◆ **What is required**
List every line in the records below that contains the word "bowl".

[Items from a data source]
BEGIN

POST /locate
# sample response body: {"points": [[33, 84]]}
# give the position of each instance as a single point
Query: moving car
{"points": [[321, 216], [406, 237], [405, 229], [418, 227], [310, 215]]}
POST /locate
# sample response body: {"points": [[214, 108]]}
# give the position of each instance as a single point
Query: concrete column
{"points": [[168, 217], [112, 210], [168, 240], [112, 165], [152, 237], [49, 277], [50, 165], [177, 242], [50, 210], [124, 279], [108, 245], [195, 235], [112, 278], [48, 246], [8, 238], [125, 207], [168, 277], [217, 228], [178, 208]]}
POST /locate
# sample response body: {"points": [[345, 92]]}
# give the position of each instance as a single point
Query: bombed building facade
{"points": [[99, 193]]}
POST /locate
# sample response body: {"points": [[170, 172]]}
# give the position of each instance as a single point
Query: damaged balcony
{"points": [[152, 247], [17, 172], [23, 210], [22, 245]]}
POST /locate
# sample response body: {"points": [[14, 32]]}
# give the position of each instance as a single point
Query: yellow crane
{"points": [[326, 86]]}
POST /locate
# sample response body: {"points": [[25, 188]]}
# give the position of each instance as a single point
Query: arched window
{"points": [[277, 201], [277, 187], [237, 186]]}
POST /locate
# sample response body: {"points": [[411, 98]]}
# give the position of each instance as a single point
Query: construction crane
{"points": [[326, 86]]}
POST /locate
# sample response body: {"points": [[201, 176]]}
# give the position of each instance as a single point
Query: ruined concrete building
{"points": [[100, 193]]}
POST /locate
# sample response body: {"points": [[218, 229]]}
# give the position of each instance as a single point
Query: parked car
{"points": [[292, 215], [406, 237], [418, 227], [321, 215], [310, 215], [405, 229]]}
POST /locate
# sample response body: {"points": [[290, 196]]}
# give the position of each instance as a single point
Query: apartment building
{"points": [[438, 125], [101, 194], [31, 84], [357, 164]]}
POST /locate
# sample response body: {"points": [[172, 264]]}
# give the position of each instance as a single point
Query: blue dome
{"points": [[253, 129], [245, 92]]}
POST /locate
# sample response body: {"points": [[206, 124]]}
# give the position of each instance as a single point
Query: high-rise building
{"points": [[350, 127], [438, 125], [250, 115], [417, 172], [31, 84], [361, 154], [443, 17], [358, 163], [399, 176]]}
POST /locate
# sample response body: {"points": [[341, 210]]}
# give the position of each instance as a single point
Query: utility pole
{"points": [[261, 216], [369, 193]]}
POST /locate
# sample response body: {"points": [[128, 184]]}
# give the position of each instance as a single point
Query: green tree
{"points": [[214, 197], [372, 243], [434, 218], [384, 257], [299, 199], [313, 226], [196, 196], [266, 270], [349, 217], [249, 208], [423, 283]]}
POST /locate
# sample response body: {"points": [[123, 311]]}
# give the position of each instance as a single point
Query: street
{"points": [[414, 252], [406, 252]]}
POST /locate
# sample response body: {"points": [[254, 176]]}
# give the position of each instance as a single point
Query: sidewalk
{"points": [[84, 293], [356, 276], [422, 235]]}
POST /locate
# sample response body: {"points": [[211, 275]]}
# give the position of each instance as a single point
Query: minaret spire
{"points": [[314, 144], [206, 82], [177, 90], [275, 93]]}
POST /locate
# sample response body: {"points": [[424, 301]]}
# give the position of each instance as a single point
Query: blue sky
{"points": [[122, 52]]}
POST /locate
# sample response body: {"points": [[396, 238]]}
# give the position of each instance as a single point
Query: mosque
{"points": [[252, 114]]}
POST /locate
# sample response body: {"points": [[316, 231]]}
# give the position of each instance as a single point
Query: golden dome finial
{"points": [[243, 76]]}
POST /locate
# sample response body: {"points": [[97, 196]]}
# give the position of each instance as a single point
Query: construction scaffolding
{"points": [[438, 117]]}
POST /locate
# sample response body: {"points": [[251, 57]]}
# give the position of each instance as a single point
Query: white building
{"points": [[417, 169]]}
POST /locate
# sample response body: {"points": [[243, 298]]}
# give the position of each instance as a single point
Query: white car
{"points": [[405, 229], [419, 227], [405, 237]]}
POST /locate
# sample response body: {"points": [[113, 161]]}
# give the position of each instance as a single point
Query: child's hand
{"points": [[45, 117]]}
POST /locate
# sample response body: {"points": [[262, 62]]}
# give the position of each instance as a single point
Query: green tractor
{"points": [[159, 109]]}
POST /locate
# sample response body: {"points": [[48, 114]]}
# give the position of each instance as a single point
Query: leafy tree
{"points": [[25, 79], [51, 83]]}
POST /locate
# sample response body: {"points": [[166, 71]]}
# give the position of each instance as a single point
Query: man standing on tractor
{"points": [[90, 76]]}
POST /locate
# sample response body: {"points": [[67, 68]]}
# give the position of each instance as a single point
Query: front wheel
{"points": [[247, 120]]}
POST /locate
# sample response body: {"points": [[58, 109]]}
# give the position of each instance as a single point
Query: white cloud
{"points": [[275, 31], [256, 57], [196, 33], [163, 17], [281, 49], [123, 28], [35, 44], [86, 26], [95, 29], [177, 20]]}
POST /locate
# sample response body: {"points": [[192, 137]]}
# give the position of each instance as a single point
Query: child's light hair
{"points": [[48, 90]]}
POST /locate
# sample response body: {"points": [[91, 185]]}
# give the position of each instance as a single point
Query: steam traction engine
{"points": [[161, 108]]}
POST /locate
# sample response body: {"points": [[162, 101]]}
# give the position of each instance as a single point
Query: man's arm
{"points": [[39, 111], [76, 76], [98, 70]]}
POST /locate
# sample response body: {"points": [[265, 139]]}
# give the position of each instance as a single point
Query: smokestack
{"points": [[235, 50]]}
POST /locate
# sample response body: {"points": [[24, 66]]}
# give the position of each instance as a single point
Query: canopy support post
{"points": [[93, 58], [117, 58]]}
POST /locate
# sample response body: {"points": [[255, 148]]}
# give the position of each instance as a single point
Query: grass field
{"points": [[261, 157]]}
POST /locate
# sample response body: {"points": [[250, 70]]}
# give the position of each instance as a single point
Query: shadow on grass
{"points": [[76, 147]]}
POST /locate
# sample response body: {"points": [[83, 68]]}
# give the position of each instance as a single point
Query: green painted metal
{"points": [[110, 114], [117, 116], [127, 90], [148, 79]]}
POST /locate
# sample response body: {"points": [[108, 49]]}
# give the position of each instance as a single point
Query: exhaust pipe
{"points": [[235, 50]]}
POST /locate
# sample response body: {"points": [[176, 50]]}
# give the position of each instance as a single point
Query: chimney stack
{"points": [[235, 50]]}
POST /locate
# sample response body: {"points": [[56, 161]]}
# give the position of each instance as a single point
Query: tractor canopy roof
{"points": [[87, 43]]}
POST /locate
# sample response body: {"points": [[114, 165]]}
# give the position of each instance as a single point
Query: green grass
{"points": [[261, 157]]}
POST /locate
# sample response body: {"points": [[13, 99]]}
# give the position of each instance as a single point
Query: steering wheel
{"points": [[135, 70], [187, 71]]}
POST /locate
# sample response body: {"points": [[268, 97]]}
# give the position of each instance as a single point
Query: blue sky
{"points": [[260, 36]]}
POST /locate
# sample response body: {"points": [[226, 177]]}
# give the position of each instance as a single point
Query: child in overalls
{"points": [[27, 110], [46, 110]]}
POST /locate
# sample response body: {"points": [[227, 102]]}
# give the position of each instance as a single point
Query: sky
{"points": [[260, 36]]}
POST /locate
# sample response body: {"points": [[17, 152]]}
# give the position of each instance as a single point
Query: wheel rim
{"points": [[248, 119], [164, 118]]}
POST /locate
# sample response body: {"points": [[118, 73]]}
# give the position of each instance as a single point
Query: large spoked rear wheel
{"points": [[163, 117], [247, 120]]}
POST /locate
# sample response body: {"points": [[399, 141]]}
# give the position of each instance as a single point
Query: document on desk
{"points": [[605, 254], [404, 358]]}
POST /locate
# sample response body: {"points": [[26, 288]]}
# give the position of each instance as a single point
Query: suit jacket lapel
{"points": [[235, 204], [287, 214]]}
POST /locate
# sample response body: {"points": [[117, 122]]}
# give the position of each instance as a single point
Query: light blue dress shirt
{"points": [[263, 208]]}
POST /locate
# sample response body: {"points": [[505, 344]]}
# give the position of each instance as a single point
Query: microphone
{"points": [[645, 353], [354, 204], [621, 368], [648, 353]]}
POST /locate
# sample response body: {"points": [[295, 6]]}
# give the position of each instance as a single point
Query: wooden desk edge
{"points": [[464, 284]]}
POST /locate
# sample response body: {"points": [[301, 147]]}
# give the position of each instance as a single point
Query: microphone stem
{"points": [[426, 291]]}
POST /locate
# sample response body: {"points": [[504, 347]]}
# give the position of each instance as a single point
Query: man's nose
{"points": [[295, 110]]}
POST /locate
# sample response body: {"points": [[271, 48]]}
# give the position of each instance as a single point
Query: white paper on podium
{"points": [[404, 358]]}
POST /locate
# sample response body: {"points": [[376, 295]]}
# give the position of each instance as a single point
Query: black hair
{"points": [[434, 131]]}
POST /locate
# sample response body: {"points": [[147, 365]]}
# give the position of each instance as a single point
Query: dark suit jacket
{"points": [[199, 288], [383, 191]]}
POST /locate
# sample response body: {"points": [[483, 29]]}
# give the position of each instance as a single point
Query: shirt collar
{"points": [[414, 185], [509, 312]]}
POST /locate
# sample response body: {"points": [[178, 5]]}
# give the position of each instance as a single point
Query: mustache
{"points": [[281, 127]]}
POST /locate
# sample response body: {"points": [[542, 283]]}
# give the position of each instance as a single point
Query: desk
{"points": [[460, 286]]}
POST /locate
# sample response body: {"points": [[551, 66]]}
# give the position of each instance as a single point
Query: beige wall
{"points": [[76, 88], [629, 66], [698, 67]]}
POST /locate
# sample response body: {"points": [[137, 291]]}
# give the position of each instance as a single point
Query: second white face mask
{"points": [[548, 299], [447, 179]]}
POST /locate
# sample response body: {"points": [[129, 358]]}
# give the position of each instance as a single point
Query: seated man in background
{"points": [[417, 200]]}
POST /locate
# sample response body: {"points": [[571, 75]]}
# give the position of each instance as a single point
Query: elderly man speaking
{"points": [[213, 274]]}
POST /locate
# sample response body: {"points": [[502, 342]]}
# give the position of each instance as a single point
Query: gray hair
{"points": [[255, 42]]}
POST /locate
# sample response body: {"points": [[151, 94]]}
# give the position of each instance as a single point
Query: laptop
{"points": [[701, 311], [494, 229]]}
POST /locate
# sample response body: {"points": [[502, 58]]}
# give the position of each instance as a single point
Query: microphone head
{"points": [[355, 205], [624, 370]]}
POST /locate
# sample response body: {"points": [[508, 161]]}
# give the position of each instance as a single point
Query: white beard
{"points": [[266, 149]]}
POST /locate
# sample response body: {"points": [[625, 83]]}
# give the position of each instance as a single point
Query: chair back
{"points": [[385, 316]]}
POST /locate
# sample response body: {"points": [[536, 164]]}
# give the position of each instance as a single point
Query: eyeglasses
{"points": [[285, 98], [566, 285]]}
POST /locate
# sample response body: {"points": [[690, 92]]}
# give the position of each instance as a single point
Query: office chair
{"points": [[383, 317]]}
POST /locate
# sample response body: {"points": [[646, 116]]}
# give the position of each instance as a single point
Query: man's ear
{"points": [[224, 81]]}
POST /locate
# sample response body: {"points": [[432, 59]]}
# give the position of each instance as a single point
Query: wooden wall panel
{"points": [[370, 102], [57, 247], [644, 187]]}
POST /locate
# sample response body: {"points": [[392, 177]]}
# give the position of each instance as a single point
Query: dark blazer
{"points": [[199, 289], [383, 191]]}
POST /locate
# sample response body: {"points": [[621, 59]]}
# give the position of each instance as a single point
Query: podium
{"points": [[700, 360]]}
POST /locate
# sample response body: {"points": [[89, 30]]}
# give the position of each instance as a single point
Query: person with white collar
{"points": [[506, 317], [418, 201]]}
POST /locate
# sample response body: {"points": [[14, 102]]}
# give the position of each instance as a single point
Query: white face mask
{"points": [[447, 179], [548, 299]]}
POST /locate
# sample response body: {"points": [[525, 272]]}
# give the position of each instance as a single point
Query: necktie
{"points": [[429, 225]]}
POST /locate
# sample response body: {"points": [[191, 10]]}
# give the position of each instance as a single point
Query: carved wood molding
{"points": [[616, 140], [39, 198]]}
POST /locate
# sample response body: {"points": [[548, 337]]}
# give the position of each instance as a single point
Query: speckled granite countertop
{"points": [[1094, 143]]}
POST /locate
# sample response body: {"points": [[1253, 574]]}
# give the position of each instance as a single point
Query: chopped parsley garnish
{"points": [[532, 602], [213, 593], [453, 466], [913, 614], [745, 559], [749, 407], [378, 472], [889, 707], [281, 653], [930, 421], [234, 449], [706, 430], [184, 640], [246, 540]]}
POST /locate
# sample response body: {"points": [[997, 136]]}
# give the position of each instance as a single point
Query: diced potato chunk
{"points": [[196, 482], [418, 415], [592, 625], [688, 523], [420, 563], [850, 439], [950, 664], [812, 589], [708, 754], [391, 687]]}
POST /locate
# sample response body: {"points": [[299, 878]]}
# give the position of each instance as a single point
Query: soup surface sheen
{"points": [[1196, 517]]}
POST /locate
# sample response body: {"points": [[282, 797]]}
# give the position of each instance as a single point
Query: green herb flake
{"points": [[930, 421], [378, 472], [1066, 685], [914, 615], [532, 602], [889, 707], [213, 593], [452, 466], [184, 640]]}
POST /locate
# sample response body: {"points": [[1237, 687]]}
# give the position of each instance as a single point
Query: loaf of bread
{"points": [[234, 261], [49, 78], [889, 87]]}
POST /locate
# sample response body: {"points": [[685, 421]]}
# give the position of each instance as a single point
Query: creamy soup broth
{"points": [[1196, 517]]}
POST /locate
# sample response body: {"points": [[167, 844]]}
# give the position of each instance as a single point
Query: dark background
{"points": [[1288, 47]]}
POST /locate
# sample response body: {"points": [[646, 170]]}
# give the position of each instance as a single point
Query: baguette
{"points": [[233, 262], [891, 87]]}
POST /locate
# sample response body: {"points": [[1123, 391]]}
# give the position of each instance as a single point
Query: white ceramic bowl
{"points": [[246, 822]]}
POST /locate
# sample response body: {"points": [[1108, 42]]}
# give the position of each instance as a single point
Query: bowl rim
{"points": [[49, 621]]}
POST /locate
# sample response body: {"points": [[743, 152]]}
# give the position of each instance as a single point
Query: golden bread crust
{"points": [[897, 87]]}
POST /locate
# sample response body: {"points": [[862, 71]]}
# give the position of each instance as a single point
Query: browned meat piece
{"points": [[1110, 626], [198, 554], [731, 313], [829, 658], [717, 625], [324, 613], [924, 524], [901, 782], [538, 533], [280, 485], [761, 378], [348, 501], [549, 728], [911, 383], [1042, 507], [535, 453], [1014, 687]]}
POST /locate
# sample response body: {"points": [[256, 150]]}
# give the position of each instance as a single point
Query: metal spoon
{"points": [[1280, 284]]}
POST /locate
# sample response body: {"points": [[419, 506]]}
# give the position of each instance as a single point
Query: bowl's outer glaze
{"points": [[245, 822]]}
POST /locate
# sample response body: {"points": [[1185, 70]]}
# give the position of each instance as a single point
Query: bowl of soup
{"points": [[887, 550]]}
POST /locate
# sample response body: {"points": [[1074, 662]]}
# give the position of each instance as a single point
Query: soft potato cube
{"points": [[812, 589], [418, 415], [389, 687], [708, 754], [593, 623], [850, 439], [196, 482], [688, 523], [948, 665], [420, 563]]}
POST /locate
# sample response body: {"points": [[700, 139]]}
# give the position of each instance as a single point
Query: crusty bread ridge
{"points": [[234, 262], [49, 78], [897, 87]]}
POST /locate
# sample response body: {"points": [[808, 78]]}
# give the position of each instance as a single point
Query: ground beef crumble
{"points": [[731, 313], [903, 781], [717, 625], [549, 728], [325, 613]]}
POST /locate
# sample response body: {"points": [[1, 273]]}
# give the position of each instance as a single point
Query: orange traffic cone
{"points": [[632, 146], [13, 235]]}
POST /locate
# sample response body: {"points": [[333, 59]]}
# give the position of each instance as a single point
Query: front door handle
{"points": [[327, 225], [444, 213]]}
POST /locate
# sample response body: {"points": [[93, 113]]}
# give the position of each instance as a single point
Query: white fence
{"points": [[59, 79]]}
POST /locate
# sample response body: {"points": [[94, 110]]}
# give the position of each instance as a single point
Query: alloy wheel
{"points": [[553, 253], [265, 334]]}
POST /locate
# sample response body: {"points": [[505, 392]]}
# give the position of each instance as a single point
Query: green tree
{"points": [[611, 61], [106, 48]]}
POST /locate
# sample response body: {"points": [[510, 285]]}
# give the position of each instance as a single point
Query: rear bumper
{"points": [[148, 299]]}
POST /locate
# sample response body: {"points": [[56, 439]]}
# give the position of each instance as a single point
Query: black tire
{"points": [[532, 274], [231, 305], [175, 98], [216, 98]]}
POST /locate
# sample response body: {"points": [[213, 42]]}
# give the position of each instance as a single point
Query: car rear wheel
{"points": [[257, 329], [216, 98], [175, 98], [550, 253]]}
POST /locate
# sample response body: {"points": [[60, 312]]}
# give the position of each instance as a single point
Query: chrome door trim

END

◆ **Solution to this exercise**
Query: white ceramic bowl
Query: bowl rim
Query: bowl's outer glaze
Query: bowl of soup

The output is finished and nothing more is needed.